• Aim:
Rewrite every row below with "intersection count sheet" changed to "street inventory log" and everything else left the same. Leave the pictures out of your answer.

------------------------------------------------

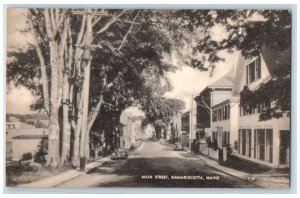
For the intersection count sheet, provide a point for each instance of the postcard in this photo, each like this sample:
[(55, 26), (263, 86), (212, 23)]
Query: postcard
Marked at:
[(177, 98)]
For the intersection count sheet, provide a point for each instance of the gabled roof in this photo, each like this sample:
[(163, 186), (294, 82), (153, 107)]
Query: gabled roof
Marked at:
[(275, 59), (225, 81)]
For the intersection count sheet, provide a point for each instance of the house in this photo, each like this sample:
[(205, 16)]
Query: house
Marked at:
[(173, 129), (131, 130), (265, 142), (185, 128), (224, 123), (212, 95)]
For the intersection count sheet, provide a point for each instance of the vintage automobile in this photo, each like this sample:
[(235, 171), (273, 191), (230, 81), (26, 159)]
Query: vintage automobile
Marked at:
[(122, 155)]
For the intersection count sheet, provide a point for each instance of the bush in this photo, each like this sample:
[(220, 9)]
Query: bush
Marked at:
[(39, 156), (26, 156)]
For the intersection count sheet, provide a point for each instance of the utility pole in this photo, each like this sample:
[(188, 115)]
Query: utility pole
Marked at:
[(191, 123)]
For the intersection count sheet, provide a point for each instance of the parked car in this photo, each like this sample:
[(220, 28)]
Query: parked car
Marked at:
[(122, 155)]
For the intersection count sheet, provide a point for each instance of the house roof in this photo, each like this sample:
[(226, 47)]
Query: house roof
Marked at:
[(224, 81), (275, 59)]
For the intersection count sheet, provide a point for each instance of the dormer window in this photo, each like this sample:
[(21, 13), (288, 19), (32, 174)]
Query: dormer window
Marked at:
[(253, 71)]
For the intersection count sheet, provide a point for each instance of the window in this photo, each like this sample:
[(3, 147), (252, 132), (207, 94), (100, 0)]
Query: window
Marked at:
[(244, 142), (214, 115), (214, 137), (225, 138), (253, 71), (222, 113), (263, 144)]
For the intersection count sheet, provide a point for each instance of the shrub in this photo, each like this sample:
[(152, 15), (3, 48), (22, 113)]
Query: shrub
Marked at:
[(26, 156)]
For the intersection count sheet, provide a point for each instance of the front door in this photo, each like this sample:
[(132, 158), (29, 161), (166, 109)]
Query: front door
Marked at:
[(284, 155), (219, 136)]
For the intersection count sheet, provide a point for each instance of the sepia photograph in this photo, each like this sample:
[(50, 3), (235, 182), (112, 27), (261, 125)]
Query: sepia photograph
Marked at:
[(148, 98)]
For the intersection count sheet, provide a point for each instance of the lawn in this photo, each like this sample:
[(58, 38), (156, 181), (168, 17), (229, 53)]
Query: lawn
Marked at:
[(17, 174)]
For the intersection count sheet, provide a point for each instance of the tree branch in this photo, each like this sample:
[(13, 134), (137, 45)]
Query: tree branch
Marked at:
[(61, 21), (110, 22), (48, 24), (125, 37)]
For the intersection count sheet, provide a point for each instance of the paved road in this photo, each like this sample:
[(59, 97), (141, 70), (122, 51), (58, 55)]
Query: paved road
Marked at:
[(156, 165)]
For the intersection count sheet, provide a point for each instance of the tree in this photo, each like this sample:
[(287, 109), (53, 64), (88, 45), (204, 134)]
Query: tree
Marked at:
[(57, 69), (159, 112)]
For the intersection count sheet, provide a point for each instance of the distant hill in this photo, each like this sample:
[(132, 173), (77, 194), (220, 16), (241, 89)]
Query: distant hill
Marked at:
[(24, 117)]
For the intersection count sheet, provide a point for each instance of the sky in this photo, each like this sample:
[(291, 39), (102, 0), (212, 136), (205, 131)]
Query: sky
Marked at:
[(187, 82)]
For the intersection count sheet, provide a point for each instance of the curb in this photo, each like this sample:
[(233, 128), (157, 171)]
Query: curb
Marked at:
[(257, 182)]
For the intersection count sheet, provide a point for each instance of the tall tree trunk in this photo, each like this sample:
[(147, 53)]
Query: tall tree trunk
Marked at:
[(84, 147), (53, 145), (54, 129), (76, 148)]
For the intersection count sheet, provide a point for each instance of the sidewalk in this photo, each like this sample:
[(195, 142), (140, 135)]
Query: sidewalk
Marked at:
[(63, 177), (261, 180)]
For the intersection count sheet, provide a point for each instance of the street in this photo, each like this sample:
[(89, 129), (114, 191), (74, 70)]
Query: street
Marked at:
[(157, 165)]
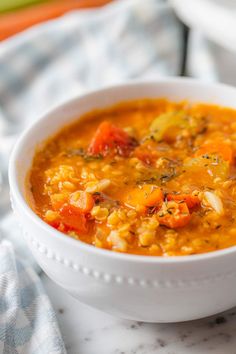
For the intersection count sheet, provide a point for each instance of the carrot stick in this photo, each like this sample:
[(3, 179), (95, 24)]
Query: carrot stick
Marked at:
[(13, 23)]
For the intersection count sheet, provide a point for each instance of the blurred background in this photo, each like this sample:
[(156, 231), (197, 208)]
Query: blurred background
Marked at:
[(54, 50)]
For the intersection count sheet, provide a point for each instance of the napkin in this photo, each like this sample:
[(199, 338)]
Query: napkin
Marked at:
[(39, 69)]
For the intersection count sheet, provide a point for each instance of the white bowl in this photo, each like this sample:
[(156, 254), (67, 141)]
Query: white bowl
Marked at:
[(151, 289)]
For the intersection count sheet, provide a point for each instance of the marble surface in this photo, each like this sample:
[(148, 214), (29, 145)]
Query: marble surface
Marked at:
[(88, 331)]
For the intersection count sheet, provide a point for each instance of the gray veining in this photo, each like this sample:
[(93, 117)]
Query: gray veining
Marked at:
[(88, 331)]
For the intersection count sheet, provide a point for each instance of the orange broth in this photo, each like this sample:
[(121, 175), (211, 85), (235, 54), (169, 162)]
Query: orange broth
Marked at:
[(149, 177)]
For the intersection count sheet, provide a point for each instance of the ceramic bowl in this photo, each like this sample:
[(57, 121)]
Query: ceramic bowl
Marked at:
[(151, 289)]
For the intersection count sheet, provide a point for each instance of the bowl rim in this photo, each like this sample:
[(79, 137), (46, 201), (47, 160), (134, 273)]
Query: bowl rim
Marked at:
[(51, 232)]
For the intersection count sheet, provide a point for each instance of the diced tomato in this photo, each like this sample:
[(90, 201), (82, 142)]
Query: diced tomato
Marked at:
[(190, 200), (110, 137), (174, 218), (73, 218)]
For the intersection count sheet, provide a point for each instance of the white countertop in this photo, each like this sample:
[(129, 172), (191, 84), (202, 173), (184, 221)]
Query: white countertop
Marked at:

------------------------------------------------

• Written answer:
For the street inventory log, provide a point for each instance of the postcard in this photo, each like this sample:
[(55, 26), (263, 86), (212, 23)]
Query: postcard
Marked at:
[(177, 98)]
For the street inventory log, provide a point for each instance of the gabled roof in this photo, each like this sample:
[(163, 186), (294, 82), (153, 107)]
Query: gabled roof
Marked at:
[(275, 59), (225, 81)]
For the street inventory log, provide a point for each instance of the house in this photo, each like this sample:
[(205, 16)]
Query: house
Marked at:
[(173, 129), (131, 130), (265, 142), (185, 128), (224, 123), (212, 95)]
For the street inventory log, provide a point for each instance of the vintage automobile in this photo, each like this sample:
[(235, 171), (273, 191), (230, 81), (26, 159)]
Query: vintage automobile
Marked at:
[(122, 155)]
For the street inventory log, provide a point for each instance of the bush in this photo, each like this sample:
[(220, 9)]
Query: bush
Marked at:
[(39, 156), (26, 156)]
For the street inventory log, provide a point for each instance of the utility pole in this photo, each like this sample:
[(188, 115)]
Query: utility pole
Marked at:
[(191, 123)]
For the street inventory log, provide a point for each instance of the parked car in this photo, each like this sample:
[(220, 28)]
Query: parked car
Marked at:
[(122, 155)]
For the street inventory log, provide a point for each instance of the house roof in this photo, each like this sample:
[(226, 47)]
Query: house roof
Marked at:
[(224, 81), (275, 59)]
For the street inventory log, provide a point for each instance of the dormer window in this photo, each like this sample:
[(21, 13), (288, 19), (32, 174)]
Query: dormer window
Marked at:
[(253, 71)]
For the street inventory log, provide a point for each instance of the window in this photo, each like this sample:
[(3, 147), (252, 132), (207, 94), (100, 0)]
Query: window
Marked at:
[(244, 142), (214, 115), (214, 137), (225, 138), (253, 71), (222, 113), (263, 144)]
For the street inventory log, provide a point for each instance of the shrub in this photo, each like this sample:
[(152, 15), (3, 48), (22, 113)]
Query: shrub
Marked at:
[(26, 156)]
For the street inventory log, provide a point for each instance of the front door in this photo, each like this sample:
[(132, 158), (29, 161), (166, 109)]
Query: front door
Marked at:
[(284, 155), (219, 136)]
For the street inventory log, provide a point for each instance of the sepia photograph in this photo, each like this sample:
[(50, 3), (235, 182), (112, 27), (261, 125)]
Query: sepia photograph
Marked at:
[(148, 98)]
For the street inventory log, provide a point for each instance of the lawn in this photo, each like this sample:
[(58, 38), (156, 181), (168, 17), (229, 53)]
Query: lawn
Marked at:
[(17, 174)]
For the street inventory log, provide a point for each instance of the tree branch in this photo, each like this sample:
[(13, 134), (137, 45)]
Query: tree branch
Marked at:
[(61, 21), (110, 22), (48, 24), (125, 37)]
For the street inventory log, provide a point for each instance of the paved road in this photo, each like this sample:
[(59, 97), (141, 70), (122, 51), (58, 55)]
Query: paved road
Marked at:
[(156, 165)]
For the street inventory log, provide a point for each instance of the tree in this photo, each like this sample:
[(287, 109), (53, 64), (88, 45), (204, 134)]
Query: tree
Marked at:
[(57, 69), (159, 112)]
For the street inventory log, provide a point for each instance of the distant hill in this photo, each like this sample:
[(132, 173), (77, 194), (220, 16), (241, 89)]
Query: distant hill
Marked at:
[(24, 117)]
For the street inventory log, provide a point for each instance of the sky in this photo, each like this sample:
[(291, 39), (102, 0), (212, 136), (205, 131)]
Query: sky
Marked at:
[(187, 82)]
For the street inventory log, provide a point for each instance of the curb in this photo, each like this sample:
[(233, 128), (157, 171)]
Query: curb
Marked at:
[(257, 182)]
For the street inventory log, provide a point for each instance of the tall tree trunk in this photo, each like this sample:
[(147, 53)]
Query: tall tree trunk
Marked at:
[(84, 147), (53, 145), (54, 129), (76, 148)]
For the street inventory log, provide a point for each instance of the sidewalk in this photo, each like this sample:
[(195, 142), (140, 135)]
Query: sidewalk
Marked at:
[(63, 177), (261, 180)]
For the street inventory log, provide a point for each instance of the street in this photo, each like this sample:
[(89, 129), (114, 191), (74, 70)]
Query: street
Marked at:
[(157, 165)]
For the street inventory log, provide a point for each instance of the carrot stick in this photo, each like this sample:
[(3, 179), (95, 24)]
Query: carrot stick
Marked at:
[(13, 23)]
For the street inventory log, provide a point for each instance of the blurred background in this photo, each like this sample:
[(156, 231), (197, 208)]
Query: blurred background
Marked at:
[(54, 50)]
For the street inventory log, provide a point for each instance of the napkin in this photo, each like this sample:
[(199, 338)]
Query: napkin
Marked at:
[(39, 69)]
For the street inventory log, provide a point for each instance of the white bowl in this photo, each like this sample:
[(156, 254), (67, 141)]
Query: white bowl
Marked at:
[(151, 289)]
For the street inventory log, provide a point for each instance of the marble surface in this photo, each like this sample:
[(148, 214), (29, 145)]
Query: marble surface
Marked at:
[(88, 331)]
For the street inventory log, provide a point for each instance of the gray veining in this photo, each like this sample:
[(93, 117)]
Query: gray veining
Marked at:
[(88, 331)]
For the street inventory log, provide a point for each instance of the orange broth in this photo, each like this sample:
[(121, 175), (211, 85), (235, 54), (169, 162)]
Query: orange broth
Marked at:
[(149, 177)]
For the street inventory log, provide a point for each instance of the ceramic bowl in this photo, each like this sample:
[(57, 121)]
Query: ceramic bowl
Marked at:
[(151, 289)]
For the street inventory log, provide a point for each instance of the bowl rim in this photo, each like this sample:
[(79, 137), (46, 201), (47, 160), (134, 273)]
Query: bowl rim
Marked at:
[(51, 232)]
For the street inventory log, provide a point for each instance of the diced tomato in this photo, each like this sample:
[(90, 201), (82, 142)]
Query: diced tomato
Marked at:
[(190, 200), (110, 137), (174, 218), (73, 218)]
For the street inventory log, provide a point for each instance of the white countertop in this photo, each like this sample:
[(129, 172), (191, 84), (202, 173), (184, 221)]
Query: white countertop
Marked at:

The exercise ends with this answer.